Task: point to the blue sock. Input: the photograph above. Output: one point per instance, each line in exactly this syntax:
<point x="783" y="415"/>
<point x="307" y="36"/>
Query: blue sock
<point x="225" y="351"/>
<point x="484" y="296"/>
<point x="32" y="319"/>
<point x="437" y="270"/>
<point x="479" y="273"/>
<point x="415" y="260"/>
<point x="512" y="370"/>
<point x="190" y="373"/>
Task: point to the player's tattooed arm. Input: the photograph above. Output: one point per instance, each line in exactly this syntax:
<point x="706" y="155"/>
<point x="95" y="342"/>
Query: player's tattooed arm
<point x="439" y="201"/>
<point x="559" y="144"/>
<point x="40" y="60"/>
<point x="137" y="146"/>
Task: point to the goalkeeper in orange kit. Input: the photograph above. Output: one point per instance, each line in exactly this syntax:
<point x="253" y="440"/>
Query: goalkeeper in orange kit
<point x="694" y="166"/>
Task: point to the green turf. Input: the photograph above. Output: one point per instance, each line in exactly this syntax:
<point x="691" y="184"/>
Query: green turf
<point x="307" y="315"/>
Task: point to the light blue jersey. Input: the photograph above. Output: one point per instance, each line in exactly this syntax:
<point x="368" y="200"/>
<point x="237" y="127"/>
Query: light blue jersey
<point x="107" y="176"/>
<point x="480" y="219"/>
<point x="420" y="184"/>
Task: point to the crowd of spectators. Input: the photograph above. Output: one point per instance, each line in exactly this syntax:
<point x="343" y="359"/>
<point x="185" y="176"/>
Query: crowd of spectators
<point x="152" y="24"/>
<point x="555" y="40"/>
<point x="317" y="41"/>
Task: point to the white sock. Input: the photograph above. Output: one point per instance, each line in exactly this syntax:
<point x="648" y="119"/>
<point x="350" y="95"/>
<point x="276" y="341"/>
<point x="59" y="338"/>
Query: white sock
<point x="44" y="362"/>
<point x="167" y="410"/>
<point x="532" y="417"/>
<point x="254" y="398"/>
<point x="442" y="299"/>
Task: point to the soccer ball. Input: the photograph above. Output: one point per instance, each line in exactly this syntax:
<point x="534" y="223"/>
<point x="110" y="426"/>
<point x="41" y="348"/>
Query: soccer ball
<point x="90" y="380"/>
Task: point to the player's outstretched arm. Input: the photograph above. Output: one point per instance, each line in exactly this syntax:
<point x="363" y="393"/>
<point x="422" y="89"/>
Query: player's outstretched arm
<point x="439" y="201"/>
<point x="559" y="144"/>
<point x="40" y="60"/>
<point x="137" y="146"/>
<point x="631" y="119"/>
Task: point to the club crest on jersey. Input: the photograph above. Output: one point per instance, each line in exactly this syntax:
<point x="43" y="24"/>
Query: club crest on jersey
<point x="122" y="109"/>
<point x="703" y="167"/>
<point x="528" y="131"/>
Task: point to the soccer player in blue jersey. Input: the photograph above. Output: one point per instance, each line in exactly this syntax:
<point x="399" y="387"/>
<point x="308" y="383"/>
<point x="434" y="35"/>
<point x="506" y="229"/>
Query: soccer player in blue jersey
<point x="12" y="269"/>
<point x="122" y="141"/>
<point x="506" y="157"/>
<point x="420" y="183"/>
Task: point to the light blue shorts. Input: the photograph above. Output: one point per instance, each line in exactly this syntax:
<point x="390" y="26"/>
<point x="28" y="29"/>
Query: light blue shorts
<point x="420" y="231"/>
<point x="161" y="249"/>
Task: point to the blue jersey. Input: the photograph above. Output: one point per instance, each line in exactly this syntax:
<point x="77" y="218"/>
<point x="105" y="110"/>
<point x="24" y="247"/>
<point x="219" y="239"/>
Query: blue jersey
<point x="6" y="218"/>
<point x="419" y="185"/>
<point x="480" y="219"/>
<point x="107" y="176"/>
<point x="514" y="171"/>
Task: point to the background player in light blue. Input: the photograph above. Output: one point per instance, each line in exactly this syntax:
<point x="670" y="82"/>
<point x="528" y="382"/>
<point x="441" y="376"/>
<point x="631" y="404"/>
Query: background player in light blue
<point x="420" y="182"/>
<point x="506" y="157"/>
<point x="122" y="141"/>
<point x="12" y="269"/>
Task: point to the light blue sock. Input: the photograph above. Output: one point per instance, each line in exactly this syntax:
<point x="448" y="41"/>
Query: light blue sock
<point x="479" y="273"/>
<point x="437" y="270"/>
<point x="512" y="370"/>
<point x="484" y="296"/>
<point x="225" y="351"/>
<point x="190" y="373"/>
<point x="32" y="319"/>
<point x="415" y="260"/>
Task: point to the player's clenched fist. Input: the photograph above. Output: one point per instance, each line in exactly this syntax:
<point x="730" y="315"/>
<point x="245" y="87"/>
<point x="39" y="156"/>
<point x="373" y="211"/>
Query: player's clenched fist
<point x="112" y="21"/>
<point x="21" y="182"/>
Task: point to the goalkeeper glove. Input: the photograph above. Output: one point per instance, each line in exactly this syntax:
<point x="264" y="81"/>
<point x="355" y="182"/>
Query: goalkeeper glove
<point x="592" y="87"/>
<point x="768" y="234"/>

*Task requirements*
Reproduce the lines from the one containing "Task: point to the goalkeeper glove." through the end of the records, swapping "glove" for "mitt" and leaving everything else unchanged.

*Complete response*
Task: point to the goalkeeper mitt. Input: the photograph above. Output: one point per instance, each line in exactly this syntax:
<point x="264" y="81"/>
<point x="355" y="182"/>
Query: goalkeeper mitt
<point x="592" y="87"/>
<point x="768" y="234"/>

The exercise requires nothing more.